JOB: Copy the listing below word for word, starting at the line with "Query: Detect the heron's beak" and ending after the line with "0,48 -> 399,265".

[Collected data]
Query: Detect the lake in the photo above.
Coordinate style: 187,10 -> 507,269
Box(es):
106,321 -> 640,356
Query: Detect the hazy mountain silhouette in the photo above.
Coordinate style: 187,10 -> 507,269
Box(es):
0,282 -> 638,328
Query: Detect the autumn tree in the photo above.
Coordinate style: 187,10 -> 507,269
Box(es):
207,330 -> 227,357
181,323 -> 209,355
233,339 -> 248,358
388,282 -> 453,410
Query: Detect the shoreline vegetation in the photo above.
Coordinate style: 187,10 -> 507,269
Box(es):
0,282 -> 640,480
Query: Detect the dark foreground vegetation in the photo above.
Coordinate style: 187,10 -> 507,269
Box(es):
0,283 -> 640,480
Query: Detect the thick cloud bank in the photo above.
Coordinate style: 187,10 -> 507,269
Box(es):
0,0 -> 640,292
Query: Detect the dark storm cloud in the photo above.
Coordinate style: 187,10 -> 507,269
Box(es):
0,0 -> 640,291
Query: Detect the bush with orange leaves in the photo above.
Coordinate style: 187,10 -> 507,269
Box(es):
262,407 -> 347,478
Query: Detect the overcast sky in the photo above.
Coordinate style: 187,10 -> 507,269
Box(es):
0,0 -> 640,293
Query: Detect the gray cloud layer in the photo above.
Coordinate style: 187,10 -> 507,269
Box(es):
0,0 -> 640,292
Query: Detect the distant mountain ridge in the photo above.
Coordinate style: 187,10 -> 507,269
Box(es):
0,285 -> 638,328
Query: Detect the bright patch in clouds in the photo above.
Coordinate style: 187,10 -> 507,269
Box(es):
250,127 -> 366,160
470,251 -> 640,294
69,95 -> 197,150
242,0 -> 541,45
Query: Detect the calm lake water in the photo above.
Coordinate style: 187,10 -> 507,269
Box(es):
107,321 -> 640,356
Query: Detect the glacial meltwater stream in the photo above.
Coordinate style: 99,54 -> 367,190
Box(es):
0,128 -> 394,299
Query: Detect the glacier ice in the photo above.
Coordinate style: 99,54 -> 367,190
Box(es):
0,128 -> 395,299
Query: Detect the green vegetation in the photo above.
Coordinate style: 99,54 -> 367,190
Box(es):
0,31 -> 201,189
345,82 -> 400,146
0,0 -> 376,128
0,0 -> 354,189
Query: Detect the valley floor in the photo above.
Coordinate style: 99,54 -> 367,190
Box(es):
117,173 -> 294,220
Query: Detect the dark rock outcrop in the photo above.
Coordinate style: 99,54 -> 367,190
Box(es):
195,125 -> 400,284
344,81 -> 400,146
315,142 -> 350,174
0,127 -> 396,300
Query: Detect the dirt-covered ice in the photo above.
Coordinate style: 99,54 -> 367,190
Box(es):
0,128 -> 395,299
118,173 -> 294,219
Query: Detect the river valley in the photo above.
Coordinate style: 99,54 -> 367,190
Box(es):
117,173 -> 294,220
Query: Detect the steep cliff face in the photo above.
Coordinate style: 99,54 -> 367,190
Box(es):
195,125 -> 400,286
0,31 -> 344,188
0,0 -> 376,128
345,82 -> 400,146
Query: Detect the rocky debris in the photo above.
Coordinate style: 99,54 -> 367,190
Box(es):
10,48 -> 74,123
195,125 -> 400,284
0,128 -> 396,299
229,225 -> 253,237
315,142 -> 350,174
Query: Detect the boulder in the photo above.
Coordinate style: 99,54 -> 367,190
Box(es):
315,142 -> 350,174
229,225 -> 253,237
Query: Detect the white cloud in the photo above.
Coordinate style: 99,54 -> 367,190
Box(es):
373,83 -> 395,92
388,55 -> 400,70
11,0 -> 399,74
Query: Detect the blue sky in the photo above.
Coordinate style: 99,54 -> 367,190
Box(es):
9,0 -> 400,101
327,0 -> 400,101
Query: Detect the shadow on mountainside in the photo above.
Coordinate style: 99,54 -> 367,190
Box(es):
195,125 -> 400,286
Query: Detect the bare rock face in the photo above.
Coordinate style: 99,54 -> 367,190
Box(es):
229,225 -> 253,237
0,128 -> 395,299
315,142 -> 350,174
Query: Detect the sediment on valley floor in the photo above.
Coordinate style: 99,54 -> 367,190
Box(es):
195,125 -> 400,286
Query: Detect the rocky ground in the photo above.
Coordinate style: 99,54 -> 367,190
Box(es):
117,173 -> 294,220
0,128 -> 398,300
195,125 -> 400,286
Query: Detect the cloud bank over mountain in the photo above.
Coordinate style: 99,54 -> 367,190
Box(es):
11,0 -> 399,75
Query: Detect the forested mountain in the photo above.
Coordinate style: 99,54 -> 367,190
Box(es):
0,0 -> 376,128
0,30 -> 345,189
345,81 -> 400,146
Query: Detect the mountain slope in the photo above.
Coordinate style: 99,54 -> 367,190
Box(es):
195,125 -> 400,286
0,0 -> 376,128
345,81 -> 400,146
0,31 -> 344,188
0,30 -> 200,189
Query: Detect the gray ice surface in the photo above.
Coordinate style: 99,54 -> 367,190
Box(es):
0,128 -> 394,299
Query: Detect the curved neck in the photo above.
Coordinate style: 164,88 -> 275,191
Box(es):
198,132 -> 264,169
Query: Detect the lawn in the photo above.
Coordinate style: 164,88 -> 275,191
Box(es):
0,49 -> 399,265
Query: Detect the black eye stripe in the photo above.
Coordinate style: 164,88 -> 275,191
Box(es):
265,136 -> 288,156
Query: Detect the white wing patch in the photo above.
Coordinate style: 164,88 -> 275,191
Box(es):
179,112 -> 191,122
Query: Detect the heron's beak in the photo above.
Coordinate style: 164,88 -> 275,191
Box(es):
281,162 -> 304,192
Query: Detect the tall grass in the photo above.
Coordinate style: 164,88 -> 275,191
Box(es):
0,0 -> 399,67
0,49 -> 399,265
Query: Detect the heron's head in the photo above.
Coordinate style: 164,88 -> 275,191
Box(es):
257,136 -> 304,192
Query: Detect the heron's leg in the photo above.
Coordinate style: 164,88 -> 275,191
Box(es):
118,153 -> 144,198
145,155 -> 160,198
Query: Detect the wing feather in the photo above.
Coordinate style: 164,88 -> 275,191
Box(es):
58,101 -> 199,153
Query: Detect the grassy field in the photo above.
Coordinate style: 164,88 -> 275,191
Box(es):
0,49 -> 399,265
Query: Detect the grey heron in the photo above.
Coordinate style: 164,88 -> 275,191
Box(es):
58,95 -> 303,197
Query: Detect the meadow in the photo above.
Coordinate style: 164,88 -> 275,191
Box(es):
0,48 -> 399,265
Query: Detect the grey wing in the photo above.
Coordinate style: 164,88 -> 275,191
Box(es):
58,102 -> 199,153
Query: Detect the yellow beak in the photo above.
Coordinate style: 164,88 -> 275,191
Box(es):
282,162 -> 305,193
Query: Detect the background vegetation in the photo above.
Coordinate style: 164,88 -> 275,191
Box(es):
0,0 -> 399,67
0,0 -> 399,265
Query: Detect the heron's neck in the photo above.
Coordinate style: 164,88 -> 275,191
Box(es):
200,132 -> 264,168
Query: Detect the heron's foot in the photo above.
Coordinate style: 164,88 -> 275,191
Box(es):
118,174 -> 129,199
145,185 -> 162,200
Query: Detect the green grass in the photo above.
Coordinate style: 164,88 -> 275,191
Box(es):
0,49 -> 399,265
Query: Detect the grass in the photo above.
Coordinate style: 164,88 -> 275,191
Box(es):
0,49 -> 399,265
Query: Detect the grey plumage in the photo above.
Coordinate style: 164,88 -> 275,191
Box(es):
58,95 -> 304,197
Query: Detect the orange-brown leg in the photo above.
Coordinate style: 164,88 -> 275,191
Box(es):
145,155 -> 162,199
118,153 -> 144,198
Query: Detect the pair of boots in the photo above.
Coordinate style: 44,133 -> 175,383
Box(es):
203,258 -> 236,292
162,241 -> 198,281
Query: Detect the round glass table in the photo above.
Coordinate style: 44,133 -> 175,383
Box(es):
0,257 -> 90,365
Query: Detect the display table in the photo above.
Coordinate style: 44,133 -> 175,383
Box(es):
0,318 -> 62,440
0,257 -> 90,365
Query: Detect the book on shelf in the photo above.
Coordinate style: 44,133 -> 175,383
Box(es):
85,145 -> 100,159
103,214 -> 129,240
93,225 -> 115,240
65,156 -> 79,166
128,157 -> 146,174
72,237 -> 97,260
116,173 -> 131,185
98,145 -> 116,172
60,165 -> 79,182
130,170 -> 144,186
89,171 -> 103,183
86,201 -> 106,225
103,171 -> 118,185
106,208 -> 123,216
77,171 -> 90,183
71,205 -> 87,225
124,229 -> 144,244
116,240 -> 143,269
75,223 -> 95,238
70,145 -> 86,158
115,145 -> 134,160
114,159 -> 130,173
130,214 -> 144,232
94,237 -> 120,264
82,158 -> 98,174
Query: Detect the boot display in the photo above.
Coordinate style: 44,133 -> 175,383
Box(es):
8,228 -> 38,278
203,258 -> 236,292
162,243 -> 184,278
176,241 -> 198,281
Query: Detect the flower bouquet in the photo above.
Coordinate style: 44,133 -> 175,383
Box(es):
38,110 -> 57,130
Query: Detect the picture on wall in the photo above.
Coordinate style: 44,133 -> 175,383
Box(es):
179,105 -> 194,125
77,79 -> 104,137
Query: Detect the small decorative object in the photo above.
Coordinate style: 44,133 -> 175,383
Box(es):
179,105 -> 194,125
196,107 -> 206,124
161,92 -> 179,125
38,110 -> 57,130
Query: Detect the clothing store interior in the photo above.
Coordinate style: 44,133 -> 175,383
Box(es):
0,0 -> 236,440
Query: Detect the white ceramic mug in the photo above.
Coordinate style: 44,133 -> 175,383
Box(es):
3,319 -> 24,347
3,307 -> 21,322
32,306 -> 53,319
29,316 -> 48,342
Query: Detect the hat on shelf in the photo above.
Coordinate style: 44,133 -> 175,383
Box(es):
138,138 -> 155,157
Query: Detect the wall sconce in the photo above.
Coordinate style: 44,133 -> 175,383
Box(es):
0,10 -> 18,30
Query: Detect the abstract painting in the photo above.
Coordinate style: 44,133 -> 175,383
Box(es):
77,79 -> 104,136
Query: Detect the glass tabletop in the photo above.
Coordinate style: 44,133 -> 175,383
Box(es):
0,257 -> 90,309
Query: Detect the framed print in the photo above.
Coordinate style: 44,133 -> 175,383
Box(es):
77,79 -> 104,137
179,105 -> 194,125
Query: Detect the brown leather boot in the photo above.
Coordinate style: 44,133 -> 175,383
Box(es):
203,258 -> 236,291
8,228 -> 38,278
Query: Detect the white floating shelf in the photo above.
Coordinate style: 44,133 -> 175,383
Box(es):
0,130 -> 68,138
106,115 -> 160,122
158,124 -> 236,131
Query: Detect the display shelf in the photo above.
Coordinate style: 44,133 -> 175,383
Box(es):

TASK RESULT:
Query: Detect the heron's beak in the photo above.
Coordinate style: 164,88 -> 275,191
Box(es):
281,162 -> 304,192
Query: Detect the tall grass in the photo above.
Coordinate style: 164,88 -> 275,191
Box(es):
0,0 -> 399,67
0,49 -> 399,265
Query: Detect the heron's head in the photo above.
Coordinate style: 164,88 -> 275,191
Box(es):
257,136 -> 304,192
Query: Detect the heron's leg in the photo above.
Coordinate style: 164,88 -> 275,191
Box(es):
118,153 -> 144,198
145,155 -> 160,198
Query: Detect the wing feather in the photo above.
Coordinate style: 164,88 -> 275,191
Box(es):
58,101 -> 199,153
Query: Detect the grassy field in the photo above.
Coordinate style: 164,88 -> 275,191
Box(es):
0,49 -> 399,265
Query: Detect the grey heron in the photo above.
Coordinate style: 164,88 -> 275,191
Box(es):
58,95 -> 303,197
Query: Detect the meadow in the photo above.
Coordinate style: 164,88 -> 275,191
Box(es):
0,48 -> 399,265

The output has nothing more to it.